● Given passage:
════════
The Parks P-1 was an American three-seat sport biplane that was built in the late 1920s.

==Design and development==
Based in St.Louis, pilot, salesman and entrepreneur Oliver Parks founded an air school, airline and aircraft manufacturing business shortly after Lindbergh's 1927 transatlantic flight. Parks bought the rights to the Kreider-Reisner Challenger C-2 and modified it with a chin radiator. The P-1 was built in a new facility in Cahokia, Illinois.

The P-1 was a tandem seat, open cockpit biplane with conventional landing gear. The fuselage was constructed of welded steel tubing with aircraft fabric covering.

==Operational history==
The P-1 was both sold as a commercial aircraft and placed into service as a trainer at Parks Air College. Although the OX-5 engine was out of production since 1917, there were still enough war surplus engines available at low enough cost to justify installing them on the 1929 design. This made the P-1 the last new aircraft produced using the outdated engine. Parks located his engines by sending out his associate, Joeseph Wecker, to buy OX-5 engines from flight schools in the region. Production ended at number 45, before the onset of the Great Depression and the temporary takeover of the company by the Detroit Aircraft Corporation.

While part of the Detroit Aircraft Corporation, one experimental P-1 (X289W) was modified with a faired in, tail mounted, all-plane parachute. It was filmed in a live deployment for Paramount Sound News. The 60 ft diameter Russell parachute was designed to hold 2600 to 3000 lbs. A secondary 24 ft diameter parachute was installed for the pilot.

One P-1 has been restored and displayed at the EAA airshow at Oshkosh, Wisconsin winning the award for outstanding open cockpit aircraft in 1992.

==Variants==
- Parks P-1
45 units built, Kreider-Reisner Challenger C-2 copy but with chin radiator.
- Parks P-1H
Powered by a 100hp Kinner K-5, received ATC on 23 November 1932. 7 aircraft modified as the Hammond 100 Sportster.
- Parks P-1T
Powered by a 115hp Milwaukee Tank engine.
- Parks P-1X
Three-seater with a 90hp Curtiss OX-5 engine.
════════
● Things to do:
1. Decide whether each statement below agrees with the Parks P-1 article. Answer yes or no for each and quote the words from the article that settle it. (a) The P-1's fuselage was built from welded steel tubing covered with fabric. (b) The OX-5 engine was still in production when the P-1 was designed. (c) The parachute installed for the pilot measured 60 ft in diameter.
2. According to the Parks P-1 article, why were OX-5 engines installed on the 1929 design even though the engine was outdated? Answer in one to three sentences.
════════
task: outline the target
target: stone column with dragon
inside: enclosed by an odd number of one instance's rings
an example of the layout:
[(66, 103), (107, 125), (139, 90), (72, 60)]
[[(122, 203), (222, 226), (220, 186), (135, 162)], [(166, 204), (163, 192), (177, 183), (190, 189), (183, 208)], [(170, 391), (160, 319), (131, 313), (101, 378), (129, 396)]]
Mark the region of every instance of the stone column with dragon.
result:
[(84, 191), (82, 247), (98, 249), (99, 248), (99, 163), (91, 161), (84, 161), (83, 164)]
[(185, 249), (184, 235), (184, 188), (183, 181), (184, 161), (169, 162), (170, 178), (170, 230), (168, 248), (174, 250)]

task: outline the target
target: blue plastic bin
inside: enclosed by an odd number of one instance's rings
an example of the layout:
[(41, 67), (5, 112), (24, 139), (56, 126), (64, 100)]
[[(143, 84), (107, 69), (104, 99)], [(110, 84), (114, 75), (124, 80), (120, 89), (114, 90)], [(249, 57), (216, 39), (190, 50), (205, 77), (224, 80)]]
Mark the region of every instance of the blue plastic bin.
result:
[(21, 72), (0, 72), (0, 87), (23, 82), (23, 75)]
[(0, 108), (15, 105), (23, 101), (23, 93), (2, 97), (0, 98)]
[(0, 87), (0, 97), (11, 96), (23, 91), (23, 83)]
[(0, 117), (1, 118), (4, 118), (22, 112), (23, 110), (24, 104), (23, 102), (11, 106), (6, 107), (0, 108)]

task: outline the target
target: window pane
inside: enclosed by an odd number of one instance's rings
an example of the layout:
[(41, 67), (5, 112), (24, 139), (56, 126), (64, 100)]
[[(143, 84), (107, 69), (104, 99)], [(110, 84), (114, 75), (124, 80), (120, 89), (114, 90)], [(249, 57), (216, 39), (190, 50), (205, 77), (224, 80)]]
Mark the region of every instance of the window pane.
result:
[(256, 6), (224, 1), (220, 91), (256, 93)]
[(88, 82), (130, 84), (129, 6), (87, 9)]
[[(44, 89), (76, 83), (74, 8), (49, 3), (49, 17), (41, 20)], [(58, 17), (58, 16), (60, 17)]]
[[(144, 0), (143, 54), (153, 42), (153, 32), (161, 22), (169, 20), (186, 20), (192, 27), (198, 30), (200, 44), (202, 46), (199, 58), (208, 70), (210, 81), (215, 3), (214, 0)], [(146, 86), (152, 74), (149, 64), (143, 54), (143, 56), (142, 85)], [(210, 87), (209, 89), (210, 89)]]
════════
● Solutions below:
1.
(a) Yes: "The fuselage was constructed of welded steel tubing with aircraft fabric covering."
(b) No: "the OX-5 engine was out of production since 1917"
(c) No: "A secondary 24 ft diameter parachute was installed for the pilot."

2. Enough war surplus OX-5 engines were still available, and they cost little enough to justify installing them on the 1929 design. This made the P-1 the last new aircraft produced with that outdated engine.